SELECTED PASSAGE:
· · · ·

Descending

Into The Spiral of Madness

I know what you’re all thinking: there have not been enough blog posts this year. As always, my highly intelligent readers are right, and as always, you’re just gonna have to live with that because I’m not changing the way anything works. SGC happens when it happens.

And today. As it snows in April. SGC. Is. Happening.

Let’s begin.

In The Beginning, A Favor Was Asked

I was sitting at my battlestation doing some very ordinary REDACTED work for REDACTED, and friend of the blog, Samuel “Shader Objects” Pitoiset (he has legally changed his name, please be respectful), came to me with a simple request. He wanted to enable VK_EXT_shader_object for the radv-zink jobs in mesa CI as the final part of his year-long bringup for the extension. This meant that all the tests passing without shader objects needed to also pass with shader objects.

This should’ve been easy; it was over a year ago that the Khronos blog famously and confusingly announced that pipelines were dead and nobody should ever use them again (paraphrased). A year is more than enough time for everyone to collectively get their shit together. Or so you might think.

Turns out shader objects are hard. This simple ask sent me down a rabbithole the likes of which I had never imagined.

It started normally enough. There were a few zink tests which failed when shader objects were enabled. Nobody was surprised; I wrote the zink usage before validation support had landed and also before anything but lavapipe supported it. As everyone is well aware, lavapipe is the best and most handsome Vulkan driver, and just by using it you eliminate all bugs that your application may have. RADV is not, and so there are bugs.

· · · ·

OBJECTIVE A: Summarize the post in two sentences.
OBJECTIVE B: Reproduce the post word for word, starting at "This should’ve been" and ending at "there are bugs.".

· · · ·

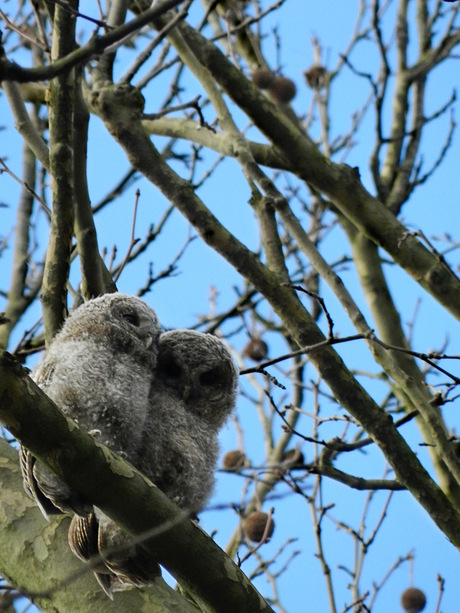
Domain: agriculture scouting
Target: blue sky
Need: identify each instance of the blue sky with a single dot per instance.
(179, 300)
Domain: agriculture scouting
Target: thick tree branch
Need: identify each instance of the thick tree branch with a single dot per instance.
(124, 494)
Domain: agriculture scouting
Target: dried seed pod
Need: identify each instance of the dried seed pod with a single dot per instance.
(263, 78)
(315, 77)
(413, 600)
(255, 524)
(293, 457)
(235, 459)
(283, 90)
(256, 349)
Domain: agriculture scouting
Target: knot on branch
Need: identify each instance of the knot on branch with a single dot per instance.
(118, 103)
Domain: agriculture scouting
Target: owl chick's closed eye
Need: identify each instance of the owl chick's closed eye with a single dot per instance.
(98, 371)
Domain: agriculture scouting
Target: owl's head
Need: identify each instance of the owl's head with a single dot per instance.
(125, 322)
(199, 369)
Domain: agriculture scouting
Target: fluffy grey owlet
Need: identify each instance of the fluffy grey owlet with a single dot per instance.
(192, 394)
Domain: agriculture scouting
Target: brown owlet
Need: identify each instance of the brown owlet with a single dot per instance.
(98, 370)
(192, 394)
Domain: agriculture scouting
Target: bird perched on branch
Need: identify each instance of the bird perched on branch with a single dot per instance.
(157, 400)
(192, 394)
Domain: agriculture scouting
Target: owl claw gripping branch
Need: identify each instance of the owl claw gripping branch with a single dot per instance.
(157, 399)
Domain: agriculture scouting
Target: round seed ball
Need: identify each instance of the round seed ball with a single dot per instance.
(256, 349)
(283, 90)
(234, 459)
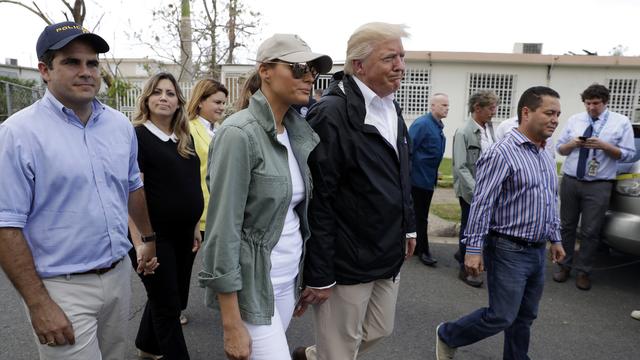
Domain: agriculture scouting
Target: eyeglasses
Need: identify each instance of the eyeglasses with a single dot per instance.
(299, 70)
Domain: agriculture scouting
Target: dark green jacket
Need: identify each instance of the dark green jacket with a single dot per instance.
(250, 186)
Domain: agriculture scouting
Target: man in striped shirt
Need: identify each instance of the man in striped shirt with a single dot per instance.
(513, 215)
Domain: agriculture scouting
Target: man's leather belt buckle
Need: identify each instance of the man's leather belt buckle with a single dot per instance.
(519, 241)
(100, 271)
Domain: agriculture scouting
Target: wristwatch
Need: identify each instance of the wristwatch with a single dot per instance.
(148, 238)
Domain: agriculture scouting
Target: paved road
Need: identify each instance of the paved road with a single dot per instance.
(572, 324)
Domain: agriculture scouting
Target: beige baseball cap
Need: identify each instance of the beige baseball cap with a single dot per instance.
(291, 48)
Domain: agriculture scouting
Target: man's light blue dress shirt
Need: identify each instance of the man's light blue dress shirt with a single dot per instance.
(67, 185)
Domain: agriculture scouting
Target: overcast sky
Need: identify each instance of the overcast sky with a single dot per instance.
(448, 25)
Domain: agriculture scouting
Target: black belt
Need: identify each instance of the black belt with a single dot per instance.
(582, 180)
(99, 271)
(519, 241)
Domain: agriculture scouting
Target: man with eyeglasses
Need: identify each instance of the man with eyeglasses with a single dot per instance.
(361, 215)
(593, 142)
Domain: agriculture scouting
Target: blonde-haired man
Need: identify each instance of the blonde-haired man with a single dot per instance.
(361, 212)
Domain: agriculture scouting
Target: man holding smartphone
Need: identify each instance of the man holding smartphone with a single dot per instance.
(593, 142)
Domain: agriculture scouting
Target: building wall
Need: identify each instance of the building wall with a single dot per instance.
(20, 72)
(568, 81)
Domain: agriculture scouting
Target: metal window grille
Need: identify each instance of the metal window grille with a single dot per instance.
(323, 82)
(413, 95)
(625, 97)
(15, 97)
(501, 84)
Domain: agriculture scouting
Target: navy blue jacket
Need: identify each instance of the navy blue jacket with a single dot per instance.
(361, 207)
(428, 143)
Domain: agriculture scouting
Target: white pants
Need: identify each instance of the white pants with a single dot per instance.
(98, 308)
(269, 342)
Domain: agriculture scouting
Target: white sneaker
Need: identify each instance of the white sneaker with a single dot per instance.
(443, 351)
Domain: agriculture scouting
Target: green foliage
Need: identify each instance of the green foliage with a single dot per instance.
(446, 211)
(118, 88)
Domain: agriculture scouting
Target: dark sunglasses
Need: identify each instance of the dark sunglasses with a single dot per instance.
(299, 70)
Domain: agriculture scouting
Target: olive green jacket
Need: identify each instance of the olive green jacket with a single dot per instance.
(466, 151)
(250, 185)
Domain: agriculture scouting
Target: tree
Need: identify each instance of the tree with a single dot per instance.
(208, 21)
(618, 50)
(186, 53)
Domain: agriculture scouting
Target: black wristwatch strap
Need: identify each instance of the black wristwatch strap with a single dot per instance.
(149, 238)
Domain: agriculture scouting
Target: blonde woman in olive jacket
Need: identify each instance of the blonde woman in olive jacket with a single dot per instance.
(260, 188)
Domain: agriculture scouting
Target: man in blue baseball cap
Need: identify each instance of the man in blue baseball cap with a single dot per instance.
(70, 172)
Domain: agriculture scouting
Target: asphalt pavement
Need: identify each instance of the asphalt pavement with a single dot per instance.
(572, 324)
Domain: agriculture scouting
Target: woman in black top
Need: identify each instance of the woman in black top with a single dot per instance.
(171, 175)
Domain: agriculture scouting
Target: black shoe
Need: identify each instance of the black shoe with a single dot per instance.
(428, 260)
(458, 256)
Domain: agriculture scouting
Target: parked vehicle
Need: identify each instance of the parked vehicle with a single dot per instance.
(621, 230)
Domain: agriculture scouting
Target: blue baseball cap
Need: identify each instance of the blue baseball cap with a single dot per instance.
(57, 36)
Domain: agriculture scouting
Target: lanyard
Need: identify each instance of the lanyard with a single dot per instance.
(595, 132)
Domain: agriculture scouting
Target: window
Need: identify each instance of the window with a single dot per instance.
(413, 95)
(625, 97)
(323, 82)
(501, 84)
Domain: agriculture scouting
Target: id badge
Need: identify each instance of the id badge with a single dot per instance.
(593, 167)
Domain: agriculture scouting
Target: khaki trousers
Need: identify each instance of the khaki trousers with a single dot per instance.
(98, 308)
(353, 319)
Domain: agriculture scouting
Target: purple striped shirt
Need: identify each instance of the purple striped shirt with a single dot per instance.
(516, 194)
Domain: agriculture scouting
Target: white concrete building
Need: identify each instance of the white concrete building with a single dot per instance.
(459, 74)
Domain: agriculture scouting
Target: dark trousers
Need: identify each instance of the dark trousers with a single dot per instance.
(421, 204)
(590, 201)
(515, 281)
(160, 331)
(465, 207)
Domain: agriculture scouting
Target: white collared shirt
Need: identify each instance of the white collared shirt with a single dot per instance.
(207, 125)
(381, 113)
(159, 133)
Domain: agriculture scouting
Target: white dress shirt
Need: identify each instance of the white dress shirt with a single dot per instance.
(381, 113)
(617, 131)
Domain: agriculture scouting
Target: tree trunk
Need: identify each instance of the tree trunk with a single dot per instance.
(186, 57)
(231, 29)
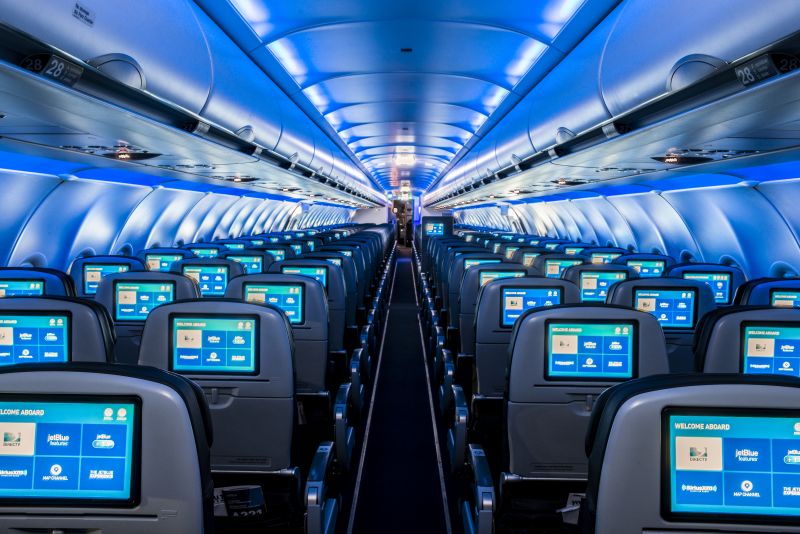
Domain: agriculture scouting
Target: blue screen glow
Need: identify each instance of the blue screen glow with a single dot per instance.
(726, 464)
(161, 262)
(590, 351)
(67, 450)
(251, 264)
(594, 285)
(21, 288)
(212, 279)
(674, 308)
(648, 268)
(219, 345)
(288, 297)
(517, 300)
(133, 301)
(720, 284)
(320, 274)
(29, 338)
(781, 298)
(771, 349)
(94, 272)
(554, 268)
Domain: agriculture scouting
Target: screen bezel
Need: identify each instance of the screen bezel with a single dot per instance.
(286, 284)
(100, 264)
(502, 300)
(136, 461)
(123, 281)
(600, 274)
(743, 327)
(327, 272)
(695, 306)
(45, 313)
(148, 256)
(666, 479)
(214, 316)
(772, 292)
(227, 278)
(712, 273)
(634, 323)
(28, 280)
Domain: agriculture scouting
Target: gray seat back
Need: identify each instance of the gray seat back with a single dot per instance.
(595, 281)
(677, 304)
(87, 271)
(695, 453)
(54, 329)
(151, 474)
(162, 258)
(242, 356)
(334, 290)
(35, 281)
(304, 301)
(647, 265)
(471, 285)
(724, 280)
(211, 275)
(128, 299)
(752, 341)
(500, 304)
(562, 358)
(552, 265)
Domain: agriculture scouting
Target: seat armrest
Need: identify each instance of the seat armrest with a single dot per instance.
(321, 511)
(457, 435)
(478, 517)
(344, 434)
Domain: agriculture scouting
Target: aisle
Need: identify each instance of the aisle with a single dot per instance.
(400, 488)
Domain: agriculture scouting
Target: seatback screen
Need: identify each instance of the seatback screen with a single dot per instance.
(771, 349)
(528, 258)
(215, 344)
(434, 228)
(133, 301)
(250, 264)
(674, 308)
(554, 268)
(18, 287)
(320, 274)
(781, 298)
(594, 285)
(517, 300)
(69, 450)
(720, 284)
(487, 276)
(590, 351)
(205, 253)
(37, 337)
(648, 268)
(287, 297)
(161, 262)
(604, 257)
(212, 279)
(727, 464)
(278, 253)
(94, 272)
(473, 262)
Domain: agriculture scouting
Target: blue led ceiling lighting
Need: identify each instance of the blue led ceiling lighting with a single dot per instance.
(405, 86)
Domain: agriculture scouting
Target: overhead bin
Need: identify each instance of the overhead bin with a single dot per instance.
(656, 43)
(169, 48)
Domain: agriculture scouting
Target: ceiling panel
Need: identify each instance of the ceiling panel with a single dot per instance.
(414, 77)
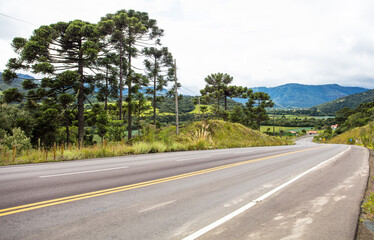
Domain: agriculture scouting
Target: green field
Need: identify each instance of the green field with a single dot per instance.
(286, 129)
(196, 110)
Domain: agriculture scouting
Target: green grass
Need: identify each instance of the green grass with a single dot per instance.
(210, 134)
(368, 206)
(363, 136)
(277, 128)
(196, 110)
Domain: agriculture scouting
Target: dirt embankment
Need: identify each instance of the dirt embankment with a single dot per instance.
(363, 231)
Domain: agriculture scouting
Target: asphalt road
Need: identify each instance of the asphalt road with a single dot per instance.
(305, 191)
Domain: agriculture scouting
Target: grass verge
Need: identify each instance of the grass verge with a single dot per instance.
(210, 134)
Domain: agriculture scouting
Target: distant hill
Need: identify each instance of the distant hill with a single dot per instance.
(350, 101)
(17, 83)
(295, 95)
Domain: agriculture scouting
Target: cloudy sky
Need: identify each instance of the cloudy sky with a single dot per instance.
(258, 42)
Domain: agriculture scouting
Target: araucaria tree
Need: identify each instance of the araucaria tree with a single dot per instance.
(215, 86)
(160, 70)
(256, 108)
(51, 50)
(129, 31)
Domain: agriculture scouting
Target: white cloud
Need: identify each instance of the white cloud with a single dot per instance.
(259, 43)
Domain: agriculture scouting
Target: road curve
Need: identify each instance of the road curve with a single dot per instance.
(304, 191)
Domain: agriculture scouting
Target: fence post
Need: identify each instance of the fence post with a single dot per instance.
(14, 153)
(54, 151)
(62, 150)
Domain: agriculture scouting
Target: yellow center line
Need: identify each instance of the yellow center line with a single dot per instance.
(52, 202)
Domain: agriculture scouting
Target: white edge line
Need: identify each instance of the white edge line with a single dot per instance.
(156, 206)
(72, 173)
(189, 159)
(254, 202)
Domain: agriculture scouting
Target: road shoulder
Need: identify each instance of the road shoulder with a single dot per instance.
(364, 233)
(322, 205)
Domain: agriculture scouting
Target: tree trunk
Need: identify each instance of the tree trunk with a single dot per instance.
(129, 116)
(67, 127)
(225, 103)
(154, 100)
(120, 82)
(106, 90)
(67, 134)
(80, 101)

· · · ·

TASK SOLUTION A: A friend of the blog, Samuel Pitoiset, asked the author to enable VK_EXT_shader_object for the radv-zink jobs in mesa CI, which meant every test passing without shader objects also had to pass with them. It should have been easy a year after the Khronos blog declared pipelines dead, but shader objects turned out to be hard, and a few zink tests failed with them enabled because RADV, unlike lavapipe, has bugs.

TASK SOLUTION B:
This should’ve been easy; it was over a year ago that the Khronos blog famously and confusingly announced that pipelines were dead and nobody should ever use them again (paraphrased). A year is more than enough time for everyone to collectively get their shit together. Or so you might think.

Turns out shader objects are hard. This simple ask sent me down a rabbithole the likes of which I had never imagined.

It started normally enough. There were a few zink tests which failed when shader objects were enabled. Nobody was surprised; I wrote the zink usage before validation support had landed and also before anything but lavapipe supported it. As everyone is well aware, lavapipe is the best and most handsome Vulkan driver, and just by using it you eliminate all bugs that your application may have. RADV is not, and so there are bugs.